### TO DO
For this exercise, output exactly and only the lines running from the one with "point(1, 481)" through the final line of the data below, without pictures.

(Stored data)
====================
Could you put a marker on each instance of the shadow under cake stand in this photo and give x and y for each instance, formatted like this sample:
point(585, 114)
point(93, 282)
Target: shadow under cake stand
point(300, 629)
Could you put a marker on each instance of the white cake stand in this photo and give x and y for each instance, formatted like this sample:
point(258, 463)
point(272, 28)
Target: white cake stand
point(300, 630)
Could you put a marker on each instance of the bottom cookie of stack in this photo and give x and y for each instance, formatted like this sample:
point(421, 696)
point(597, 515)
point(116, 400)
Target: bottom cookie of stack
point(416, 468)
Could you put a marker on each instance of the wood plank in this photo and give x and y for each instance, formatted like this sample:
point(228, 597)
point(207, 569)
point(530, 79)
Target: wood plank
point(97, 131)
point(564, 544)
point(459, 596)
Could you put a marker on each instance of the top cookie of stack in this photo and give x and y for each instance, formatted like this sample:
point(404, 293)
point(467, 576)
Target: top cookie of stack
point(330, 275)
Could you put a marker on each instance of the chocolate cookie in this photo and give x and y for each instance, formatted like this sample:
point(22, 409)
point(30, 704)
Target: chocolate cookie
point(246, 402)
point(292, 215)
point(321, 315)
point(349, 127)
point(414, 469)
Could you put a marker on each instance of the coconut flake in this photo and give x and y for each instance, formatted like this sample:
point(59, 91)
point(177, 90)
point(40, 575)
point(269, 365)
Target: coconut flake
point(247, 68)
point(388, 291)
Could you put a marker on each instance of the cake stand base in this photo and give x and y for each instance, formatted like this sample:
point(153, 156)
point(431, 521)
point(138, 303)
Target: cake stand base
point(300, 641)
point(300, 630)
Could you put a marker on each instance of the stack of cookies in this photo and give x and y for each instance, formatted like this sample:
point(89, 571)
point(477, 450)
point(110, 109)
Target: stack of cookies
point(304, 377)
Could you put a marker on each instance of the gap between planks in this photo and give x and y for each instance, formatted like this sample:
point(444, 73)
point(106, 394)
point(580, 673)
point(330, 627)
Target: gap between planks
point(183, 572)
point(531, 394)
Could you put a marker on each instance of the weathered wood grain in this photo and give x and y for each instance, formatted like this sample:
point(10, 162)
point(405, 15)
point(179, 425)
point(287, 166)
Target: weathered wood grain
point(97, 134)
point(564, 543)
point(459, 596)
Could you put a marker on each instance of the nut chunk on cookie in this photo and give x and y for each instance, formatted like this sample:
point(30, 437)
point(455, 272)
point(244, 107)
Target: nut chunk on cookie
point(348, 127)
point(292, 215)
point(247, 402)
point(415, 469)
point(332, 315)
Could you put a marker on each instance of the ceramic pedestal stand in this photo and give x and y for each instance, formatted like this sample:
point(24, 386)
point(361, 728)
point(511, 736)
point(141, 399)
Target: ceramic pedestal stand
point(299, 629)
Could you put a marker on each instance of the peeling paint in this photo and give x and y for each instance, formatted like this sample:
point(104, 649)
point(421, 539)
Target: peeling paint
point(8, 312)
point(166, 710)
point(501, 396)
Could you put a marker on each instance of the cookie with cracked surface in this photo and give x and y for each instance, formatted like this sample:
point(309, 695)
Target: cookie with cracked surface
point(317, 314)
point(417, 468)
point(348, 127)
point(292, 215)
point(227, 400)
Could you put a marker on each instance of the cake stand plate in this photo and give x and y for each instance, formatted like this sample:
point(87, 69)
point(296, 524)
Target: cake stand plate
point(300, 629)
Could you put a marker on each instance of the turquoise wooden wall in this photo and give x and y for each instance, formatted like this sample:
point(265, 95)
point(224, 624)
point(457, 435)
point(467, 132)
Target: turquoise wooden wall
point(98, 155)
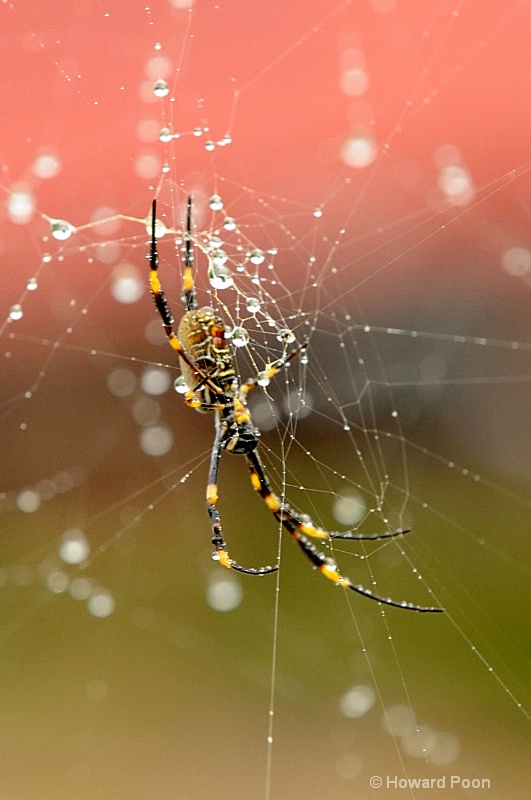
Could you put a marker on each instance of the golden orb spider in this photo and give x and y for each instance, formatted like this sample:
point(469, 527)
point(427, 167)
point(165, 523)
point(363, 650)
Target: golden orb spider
point(208, 369)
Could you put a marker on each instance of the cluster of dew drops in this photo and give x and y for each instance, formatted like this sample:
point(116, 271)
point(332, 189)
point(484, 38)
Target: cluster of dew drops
point(219, 276)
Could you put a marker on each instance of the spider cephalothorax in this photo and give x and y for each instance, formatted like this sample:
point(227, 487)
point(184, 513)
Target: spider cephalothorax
point(210, 384)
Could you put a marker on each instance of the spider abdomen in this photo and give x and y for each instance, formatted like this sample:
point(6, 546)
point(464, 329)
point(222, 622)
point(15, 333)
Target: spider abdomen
point(203, 336)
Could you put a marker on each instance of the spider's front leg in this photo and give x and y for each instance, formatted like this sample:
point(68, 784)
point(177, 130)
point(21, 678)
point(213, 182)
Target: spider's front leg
point(221, 553)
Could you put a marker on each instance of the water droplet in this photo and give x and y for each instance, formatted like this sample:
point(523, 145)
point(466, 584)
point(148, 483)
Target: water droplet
point(219, 276)
point(263, 379)
point(161, 88)
point(285, 335)
point(256, 256)
point(160, 228)
point(240, 337)
point(218, 257)
point(252, 304)
point(179, 384)
point(16, 312)
point(61, 229)
point(215, 202)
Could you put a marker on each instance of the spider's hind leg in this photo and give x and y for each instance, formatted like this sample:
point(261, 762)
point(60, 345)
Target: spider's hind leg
point(300, 531)
point(221, 554)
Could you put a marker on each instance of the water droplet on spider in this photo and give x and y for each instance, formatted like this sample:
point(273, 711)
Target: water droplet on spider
point(179, 384)
point(253, 305)
point(61, 229)
point(256, 256)
point(214, 242)
point(285, 335)
point(218, 257)
point(16, 312)
point(161, 88)
point(240, 337)
point(263, 379)
point(215, 202)
point(219, 276)
point(160, 228)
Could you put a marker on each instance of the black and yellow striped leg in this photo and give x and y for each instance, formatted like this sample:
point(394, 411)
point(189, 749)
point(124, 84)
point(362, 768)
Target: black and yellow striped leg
point(161, 304)
point(219, 543)
point(295, 527)
point(188, 277)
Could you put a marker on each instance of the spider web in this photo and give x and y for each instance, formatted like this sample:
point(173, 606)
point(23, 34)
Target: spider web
point(360, 180)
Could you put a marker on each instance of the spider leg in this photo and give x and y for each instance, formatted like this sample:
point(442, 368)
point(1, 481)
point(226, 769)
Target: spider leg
point(297, 530)
point(188, 276)
point(164, 310)
point(219, 543)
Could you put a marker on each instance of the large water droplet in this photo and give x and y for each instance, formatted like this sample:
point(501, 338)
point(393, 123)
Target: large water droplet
point(256, 256)
point(285, 335)
point(252, 304)
point(215, 202)
point(240, 337)
point(61, 229)
point(16, 312)
point(219, 276)
point(161, 88)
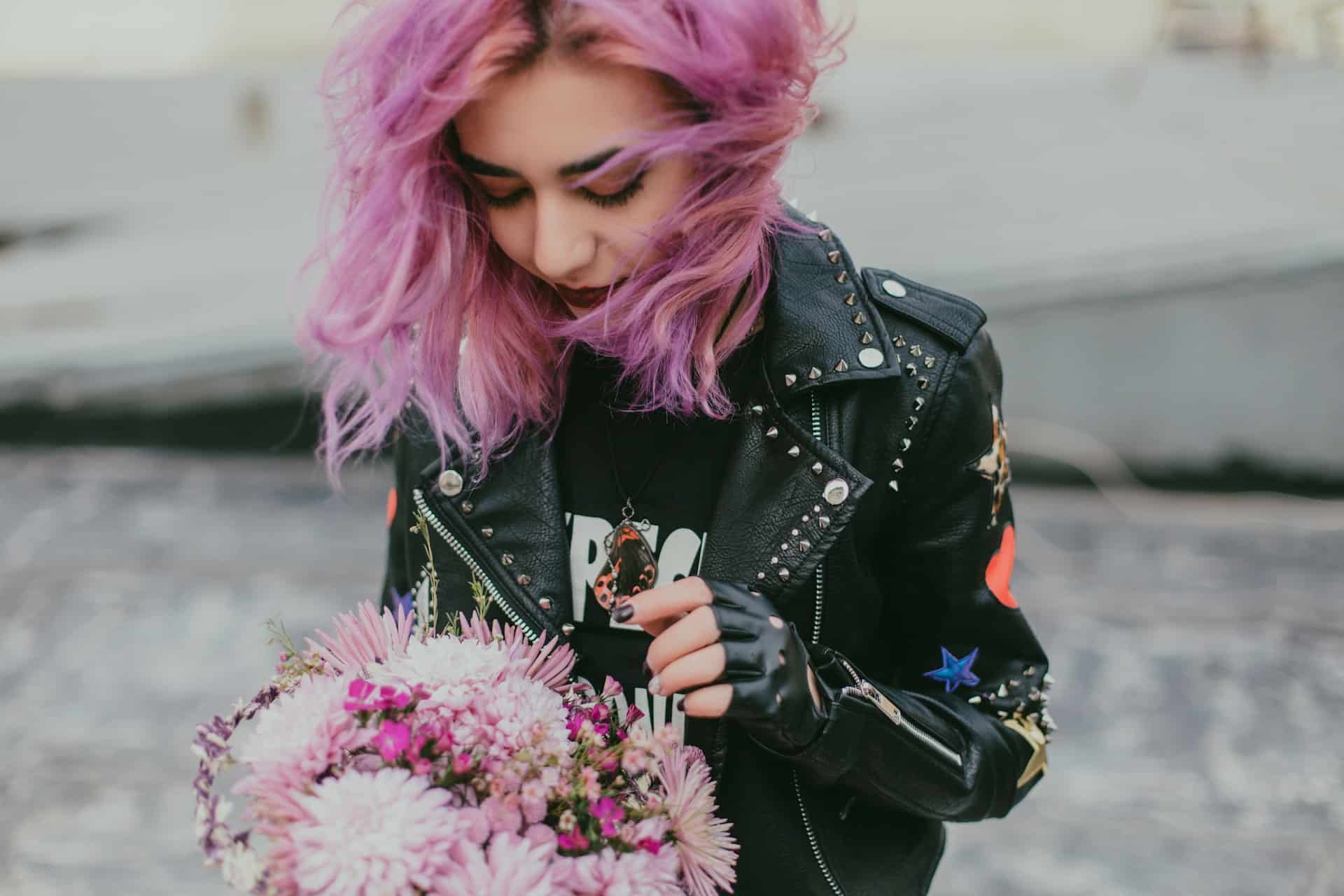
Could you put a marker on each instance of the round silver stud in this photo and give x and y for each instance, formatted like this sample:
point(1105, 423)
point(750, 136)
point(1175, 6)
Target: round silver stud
point(451, 482)
point(872, 358)
point(892, 288)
====================
### EXERCISE OUTPUT
point(1, 481)
point(226, 769)
Target: spider leg
point(297, 530)
point(188, 276)
point(164, 310)
point(219, 543)
Could you put a marker on each instance of the large water droplet in this photo and give x and y for each instance, formatted like this sample:
point(501, 338)
point(393, 123)
Target: large water droplet
point(256, 256)
point(285, 335)
point(252, 304)
point(215, 202)
point(240, 337)
point(61, 229)
point(16, 312)
point(219, 276)
point(161, 88)
Could you put a marker on each instance of the round silver stud in this photo and give x and y for each instance, formatted like this sample:
point(1105, 423)
point(750, 136)
point(1175, 6)
Target: round silver stud
point(451, 482)
point(872, 358)
point(892, 288)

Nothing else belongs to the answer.